■ **Kutipan Teks**
>>>
Sistem Pendidikan dan Pelatihan Vokasi
- Pembagian tanggung jawab pembangunan pendidikan dan pelatihan vokasi menganut konsep klasik yaitu antara Departemen Tenaga Kerja dan Departemen Pendidikan.
- Institusi pendidikan teknik sebagian besar diselenggarakan pada level pendidikan tinggi (ada 68 technical college dan 15 technikons). Pendidikan vokasi jenjang tinggi ini berada dibawah Departemen Pendidikan dengan anggaran dari pemerintah pusat.
- Negara ini tidak memiliki sekolah vokasi khusus di level menengah seperti SMK. Namun ada beberapa sekolah menengah (umum) menawarkan pelajaran tambahan vokasi tradisional seperti pertukangan kayu, listrik, elektronik, mekanik, bricklaying, dll. Masalah terbesar dalam pendidikan adalah pada rendahnya kemampuan matematika dan sains di seluruh level.
- Lembaga-lembaga kunci dalam sistem pelatihan vokasi adalah Departemen Tenaga Kerja, Dewan Pelatihan Nasional, Dewan Pelatihan Industri, perusahaan, penyelenggara pelatihan (negeri dan swasta). Berdasar UU Pelatihan Tenaga Kerja tahun 1990, tanggung jawab utama pelatihan bagi pekerja sektor formal ada di perusahaan, sementara pemerintah hanya sebagai pendukung.
- Koordinasi pelatihan skala nasional tidak ada, yang ada adalah pada skala sektor, ini menyebabkan kesulitan dalam mengantisipasi dinamika ekonomi negara secara keseluruhan. Setiap sektor dapat secara sukarela membentuk Dewan Pelatihan Industri sesuai kebutuhan, dewan inilah yang akan merencanakan dan melaksanakan pelatihan di sektor masing-masing.
<<<
■ **Butir Tugas**
Tulislah lanjutan teks tentang sistem pendidikan dan pelatihan vokasi di atas, dimulai tepat setelah kalimat terakhirnya.

■ **Data Latihan**
>>>
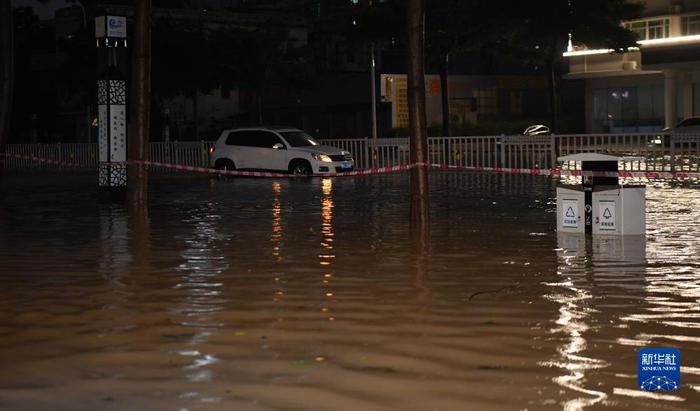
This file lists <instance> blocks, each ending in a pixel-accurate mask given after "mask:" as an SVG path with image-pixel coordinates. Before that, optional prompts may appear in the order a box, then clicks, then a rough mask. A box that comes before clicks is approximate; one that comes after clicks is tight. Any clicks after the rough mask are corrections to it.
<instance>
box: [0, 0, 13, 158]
mask: <svg viewBox="0 0 700 411" xmlns="http://www.w3.org/2000/svg"><path fill="white" fill-rule="evenodd" d="M0 22H1V23H2V24H0V153H2V152H4V151H5V144H7V140H8V139H9V134H10V117H11V115H12V101H13V95H14V82H15V72H14V67H15V63H14V24H13V23H12V2H11V1H10V0H0ZM2 159H3V158H2V157H0V161H2Z"/></svg>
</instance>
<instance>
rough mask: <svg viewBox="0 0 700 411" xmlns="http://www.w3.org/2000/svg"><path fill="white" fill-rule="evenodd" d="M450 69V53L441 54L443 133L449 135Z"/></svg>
mask: <svg viewBox="0 0 700 411" xmlns="http://www.w3.org/2000/svg"><path fill="white" fill-rule="evenodd" d="M449 69H450V55H449V54H448V53H445V55H443V56H440V96H441V97H442V135H443V137H449V136H450V135H451V130H450V89H449V88H447V87H448V84H447V77H448V76H449Z"/></svg>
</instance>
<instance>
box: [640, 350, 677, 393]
mask: <svg viewBox="0 0 700 411" xmlns="http://www.w3.org/2000/svg"><path fill="white" fill-rule="evenodd" d="M637 360H638V362H637V365H638V368H637V385H639V389H641V390H644V391H673V390H675V389H676V388H678V387H680V385H681V352H680V351H678V350H677V349H675V348H642V349H641V350H639V356H638V358H637Z"/></svg>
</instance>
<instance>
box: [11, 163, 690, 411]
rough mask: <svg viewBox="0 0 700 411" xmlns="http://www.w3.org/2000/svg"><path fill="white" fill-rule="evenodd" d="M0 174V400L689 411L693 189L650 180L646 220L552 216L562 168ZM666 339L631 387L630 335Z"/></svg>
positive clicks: (105, 408) (296, 407) (498, 408)
mask: <svg viewBox="0 0 700 411" xmlns="http://www.w3.org/2000/svg"><path fill="white" fill-rule="evenodd" d="M94 180H95V177H94V176H92V175H58V176H53V177H47V176H46V175H41V178H31V177H26V176H23V177H20V176H16V177H8V178H7V179H5V180H2V181H0V312H2V316H1V317H0V410H125V409H130V410H224V409H225V410H234V409H235V410H467V409H474V410H524V409H528V410H539V409H552V410H560V409H563V410H579V409H628V410H644V409H649V410H685V409H699V408H700V261H699V260H698V256H700V191H699V190H700V189H698V188H697V187H696V188H688V187H684V188H681V187H669V186H665V185H662V184H654V185H650V186H649V187H648V191H647V212H648V214H647V238H646V241H644V240H643V239H634V238H632V239H626V240H623V239H594V240H593V241H591V239H590V238H589V239H588V241H587V242H586V241H585V240H584V239H583V238H580V237H576V236H564V235H559V236H557V233H556V230H555V228H556V221H555V210H556V204H555V200H554V196H555V184H554V182H553V181H552V180H550V179H548V178H544V177H539V176H523V175H496V174H478V173H457V172H455V173H450V172H444V173H442V172H431V177H430V184H431V193H432V196H431V201H432V204H431V207H432V215H431V225H432V231H431V233H430V238H429V239H425V238H418V237H416V236H415V235H412V233H411V230H410V229H409V226H408V224H407V216H408V213H409V209H408V207H409V204H408V197H409V196H408V175H407V174H396V175H388V176H380V177H358V178H337V179H310V180H306V181H303V180H302V181H290V180H276V179H245V178H238V179H232V180H227V181H216V180H209V179H207V178H190V177H160V178H155V179H154V180H153V181H152V184H151V203H150V207H149V211H148V213H142V214H134V213H130V212H129V211H128V210H127V209H126V208H124V207H122V206H120V205H105V204H100V203H98V201H97V199H96V195H95V188H96V182H95V181H94ZM645 346H670V347H677V348H679V349H680V351H681V354H682V375H681V388H680V389H678V390H676V391H673V392H664V393H659V394H657V393H648V392H644V391H640V390H639V389H638V387H637V350H639V349H640V348H642V347H645Z"/></svg>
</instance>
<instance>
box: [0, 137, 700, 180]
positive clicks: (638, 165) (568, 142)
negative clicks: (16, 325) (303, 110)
mask: <svg viewBox="0 0 700 411" xmlns="http://www.w3.org/2000/svg"><path fill="white" fill-rule="evenodd" d="M320 142H321V143H322V144H326V145H329V146H332V147H337V148H341V149H344V150H347V151H349V152H351V153H352V154H353V157H354V158H355V163H356V166H357V167H358V168H370V167H384V166H391V165H397V164H408V163H410V155H409V153H410V144H409V139H408V138H391V139H384V138H381V139H377V140H373V139H369V138H360V139H331V140H320ZM212 145H213V143H212V142H208V141H200V142H170V143H150V144H149V159H150V160H152V161H159V162H164V163H172V164H181V165H189V166H208V165H209V162H208V158H209V148H210V147H211V146H212ZM582 152H597V153H611V154H623V155H630V156H635V157H640V159H639V160H635V161H631V162H626V163H624V169H625V170H629V171H678V172H700V133H698V134H689V133H685V134H674V135H670V134H571V135H552V136H464V137H430V138H428V156H429V161H430V162H432V163H438V164H448V165H456V166H464V167H502V168H537V169H547V168H553V167H556V166H557V161H556V158H557V157H558V156H563V155H568V154H576V153H582ZM6 153H7V154H10V155H20V156H33V157H39V158H44V159H48V160H54V161H59V162H66V163H75V164H79V165H80V166H82V167H86V168H89V167H93V168H94V167H96V166H97V163H98V154H97V145H96V144H85V143H80V144H65V143H63V144H10V145H8V146H7V149H6ZM4 164H5V166H6V167H10V168H43V167H49V165H46V164H42V163H38V162H35V161H32V160H28V159H21V158H15V157H7V158H6V159H5V162H4ZM54 167H55V166H54ZM564 167H565V168H570V167H573V165H567V164H565V165H564Z"/></svg>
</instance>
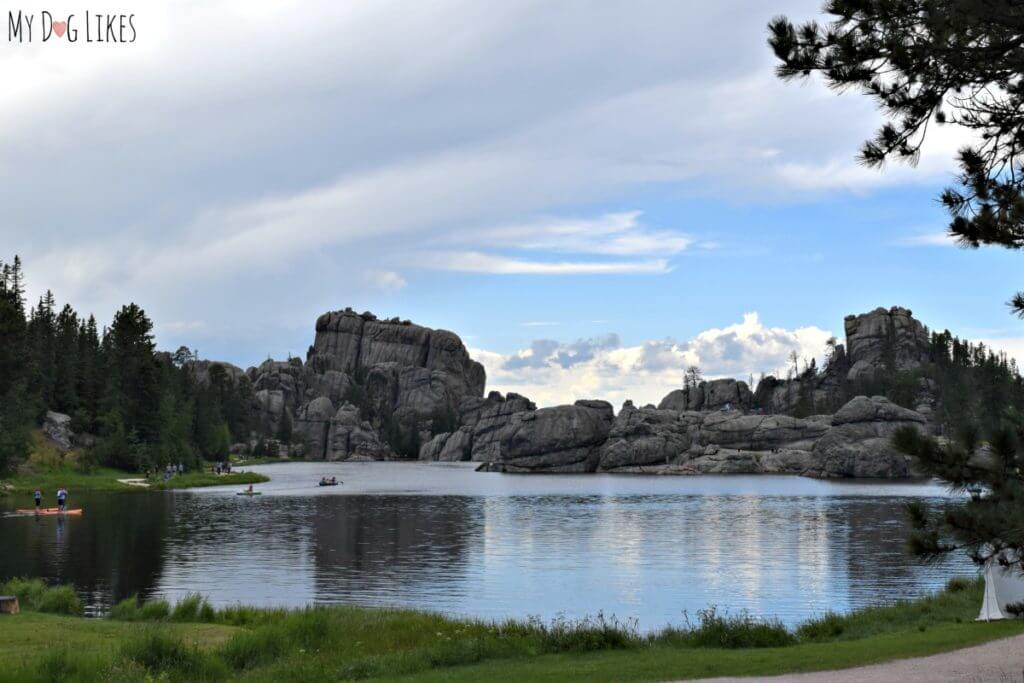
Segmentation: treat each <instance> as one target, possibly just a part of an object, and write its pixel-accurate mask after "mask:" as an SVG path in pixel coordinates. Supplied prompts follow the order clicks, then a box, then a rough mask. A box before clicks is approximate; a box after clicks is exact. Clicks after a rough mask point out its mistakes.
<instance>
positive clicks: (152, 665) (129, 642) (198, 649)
mask: <svg viewBox="0 0 1024 683" xmlns="http://www.w3.org/2000/svg"><path fill="white" fill-rule="evenodd" d="M121 654H122V656H123V657H124V658H125V659H128V660H129V661H132V663H134V664H137V665H139V666H141V667H144V668H145V669H146V670H148V671H150V672H151V673H163V672H170V671H173V672H176V673H180V674H181V675H183V676H184V677H186V678H187V680H220V679H223V678H226V677H227V672H226V670H225V669H224V667H223V665H222V664H220V663H219V661H217V660H216V658H215V657H212V656H210V655H208V654H205V653H204V652H202V651H201V650H200V649H199V648H198V647H196V646H195V645H188V644H186V643H185V642H184V641H182V640H181V639H180V638H178V637H176V636H173V635H171V634H169V633H166V632H164V631H160V630H158V629H150V630H146V631H145V632H144V633H143V634H142V635H141V636H138V637H137V638H133V639H132V640H129V641H128V642H126V643H125V644H124V645H123V646H122V648H121Z"/></svg>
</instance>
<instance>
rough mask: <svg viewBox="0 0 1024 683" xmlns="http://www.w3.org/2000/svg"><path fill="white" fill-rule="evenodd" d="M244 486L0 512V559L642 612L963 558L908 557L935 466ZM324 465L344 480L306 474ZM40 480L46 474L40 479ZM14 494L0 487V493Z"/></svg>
mask: <svg viewBox="0 0 1024 683" xmlns="http://www.w3.org/2000/svg"><path fill="white" fill-rule="evenodd" d="M249 469H252V470H255V471H260V472H263V473H265V474H268V475H269V476H271V477H272V480H271V481H270V482H268V483H265V484H258V485H257V489H258V490H261V492H262V495H261V496H259V497H254V498H245V497H239V496H236V495H234V494H236V490H238V489H239V488H241V487H239V486H236V487H230V488H225V487H216V488H207V489H199V490H195V492H168V493H138V494H134V493H130V494H103V495H100V494H94V495H84V494H83V495H76V493H75V492H74V490H72V492H71V494H72V498H71V502H72V504H73V505H74V507H83V508H85V514H84V515H83V516H82V517H80V518H69V519H57V518H53V517H46V518H39V519H36V518H33V517H14V516H6V515H4V516H2V517H0V578H8V577H11V575H38V577H43V578H45V579H47V580H51V581H59V582H71V583H74V584H75V586H76V587H77V588H78V589H79V591H80V592H81V593H82V595H83V597H84V598H85V599H86V601H87V603H88V604H89V605H90V607H91V609H92V610H93V611H95V610H100V609H102V608H104V607H106V606H109V605H110V604H111V603H112V602H113V601H116V600H119V599H121V598H124V597H126V596H128V595H131V594H132V593H136V592H137V593H139V594H140V595H143V596H146V597H151V596H161V597H167V598H169V599H171V600H174V599H176V598H179V597H181V596H182V595H184V594H185V593H188V592H193V591H198V592H200V593H203V594H204V595H206V596H208V597H209V598H210V600H211V601H212V602H213V603H215V604H218V605H223V604H232V603H238V602H242V603H247V604H258V605H290V606H298V605H305V604H309V603H317V604H357V605H401V606H409V607H416V608H424V609H432V610H440V611H444V612H449V613H454V614H461V615H473V616H482V617H504V616H527V615H539V616H541V617H544V618H546V620H547V618H551V617H554V616H556V615H558V614H564V615H565V616H568V617H577V616H583V615H587V614H595V613H596V612H597V611H598V610H601V611H603V612H604V614H605V615H608V614H614V615H615V616H618V617H621V618H636V620H637V621H638V622H639V625H640V628H641V629H645V630H646V629H654V628H657V627H659V626H663V625H665V624H668V623H675V624H678V623H681V622H682V621H683V613H684V610H685V611H686V612H688V613H689V614H690V616H691V618H692V616H693V614H694V612H695V611H696V610H698V609H701V608H705V607H708V606H711V605H715V606H717V607H718V608H719V609H726V610H728V611H730V612H736V611H739V610H749V611H750V612H752V613H754V614H756V615H764V616H768V615H773V616H778V617H780V618H781V620H782V621H783V622H785V623H786V624H790V625H792V624H795V623H797V622H800V621H801V620H804V618H806V617H808V616H811V615H814V614H819V613H821V612H823V611H825V610H828V609H833V610H839V611H845V610H849V609H852V608H854V607H857V606H861V605H866V604H872V603H878V602H883V601H887V600H893V599H896V598H902V597H908V596H912V595H916V594H920V593H923V592H927V591H931V590H934V589H937V588H940V587H941V586H942V585H943V584H944V583H945V582H946V581H947V580H948V579H949V578H950V577H953V575H956V574H964V573H973V572H974V567H973V566H972V565H971V564H970V562H969V561H967V560H966V559H965V558H963V557H951V558H949V559H947V560H946V561H945V562H943V563H940V564H935V565H924V564H922V563H920V562H919V561H916V560H915V559H913V558H911V557H908V556H907V554H906V552H905V550H904V544H905V539H906V535H907V531H908V524H907V521H906V517H905V514H904V512H903V509H902V508H903V505H904V504H905V503H906V502H907V501H908V500H909V499H913V498H929V499H936V500H938V499H941V498H944V497H945V496H946V494H945V490H944V489H943V488H942V487H941V486H940V485H937V484H934V483H921V482H916V483H905V482H898V483H897V482H884V481H819V480H814V479H805V478H800V477H790V476H765V475H761V476H742V475H731V476H712V475H705V476H696V477H681V476H643V475H601V474H587V475H508V474H497V473H477V472H475V471H473V465H472V464H462V463H460V464H441V463H432V464H419V463H290V464H281V465H267V466H260V467H252V468H249ZM322 475H335V476H337V477H338V478H339V479H341V480H342V481H343V482H344V483H343V485H339V486H336V487H324V488H321V487H318V486H316V485H315V483H316V481H317V480H318V479H319V477H321V476H322ZM47 494H49V492H47ZM28 502H29V501H28V499H13V500H12V499H7V500H4V499H0V510H7V511H9V510H11V509H13V508H14V507H16V506H24V505H26V504H27V503H28Z"/></svg>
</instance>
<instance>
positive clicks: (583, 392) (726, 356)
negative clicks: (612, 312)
mask: <svg viewBox="0 0 1024 683" xmlns="http://www.w3.org/2000/svg"><path fill="white" fill-rule="evenodd" d="M830 336H831V333H830V332H828V331H827V330H821V329H819V328H815V327H805V328H798V329H795V330H786V329H784V328H769V327H767V326H765V325H764V324H763V323H762V322H761V319H760V316H759V315H758V314H757V313H746V314H745V315H743V319H742V322H741V323H736V324H734V325H730V326H727V327H724V328H716V329H711V330H707V331H705V332H701V333H700V334H698V335H696V336H695V337H694V338H693V339H691V340H689V341H687V342H678V341H675V340H673V339H663V340H652V341H647V342H644V343H642V344H639V345H635V346H623V345H622V344H621V343H620V341H618V338H617V336H614V335H610V336H606V337H600V338H594V339H582V340H578V341H577V342H573V343H569V344H565V343H559V342H557V341H554V340H548V339H540V340H535V341H534V342H532V344H531V345H530V348H528V349H522V350H520V351H516V352H514V353H510V354H501V353H496V352H493V351H487V350H483V349H471V350H470V353H471V354H472V355H473V357H474V358H476V359H477V360H479V361H480V362H482V364H483V365H484V367H485V368H486V369H487V386H488V388H489V389H497V390H499V391H503V392H507V391H515V392H517V393H521V394H524V395H526V396H528V397H530V398H531V399H534V400H535V401H537V402H538V403H539V404H541V405H554V404H558V403H568V402H572V401H573V400H578V399H580V398H603V399H606V400H609V401H611V402H612V403H613V404H618V403H621V402H622V401H624V400H626V399H633V400H634V402H636V403H637V404H644V403H648V402H650V403H655V404H656V403H657V402H658V401H659V400H660V399H662V397H664V396H665V394H667V393H669V392H670V391H672V390H673V389H678V388H680V385H681V383H682V377H683V372H684V370H685V369H686V367H687V366H691V365H695V366H698V367H700V369H701V370H702V372H703V374H705V376H706V377H708V378H718V377H735V378H738V379H742V380H746V379H748V378H749V376H751V375H754V376H755V377H757V376H759V375H760V374H761V373H762V372H764V373H778V374H784V372H785V370H784V368H785V366H786V365H787V357H788V355H790V353H791V352H792V351H797V354H798V355H799V356H800V357H801V358H802V359H810V358H816V359H817V361H818V362H820V361H821V359H822V358H821V355H822V352H823V350H824V347H825V340H827V339H828V337H830Z"/></svg>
<<<
■ **Jawaban Tugas**
- Negara menyediakan anggaran khusus untuk pelatihan sektor informal dan masyarakat berkebutuhan khusus seperti penganggur dan rakyat miskin, namun alokasi anggaran sangat kecil dan tidak ditangani secara baik.
Reformasi Pendidikan & Pelatihan Vokasi
- Reformasi pendidikan dan pelatihan vokasi adalah bagian sentral dari gelombang perubahan sosial dan kelembagaan di negeri ini.
- Dua aspek penting yang tidak ditangani dengan baik di pemerintahan apartheid sebelumnya adalah pembangunan sistem pendidikan dan pelatihan serta penataan pasar kerja yang baik.
- Tekanan publik untuk melakukan perubahan dalam pembangunan SDM serta pendidikan dan pelatihan vokasi sudah sangat kuat. Pembangunan bidang tersebut dianggap sebagai pondasi utama untuk mencapai pertumbuhan ekonomi, industri dan sosial di Afrika Selatan.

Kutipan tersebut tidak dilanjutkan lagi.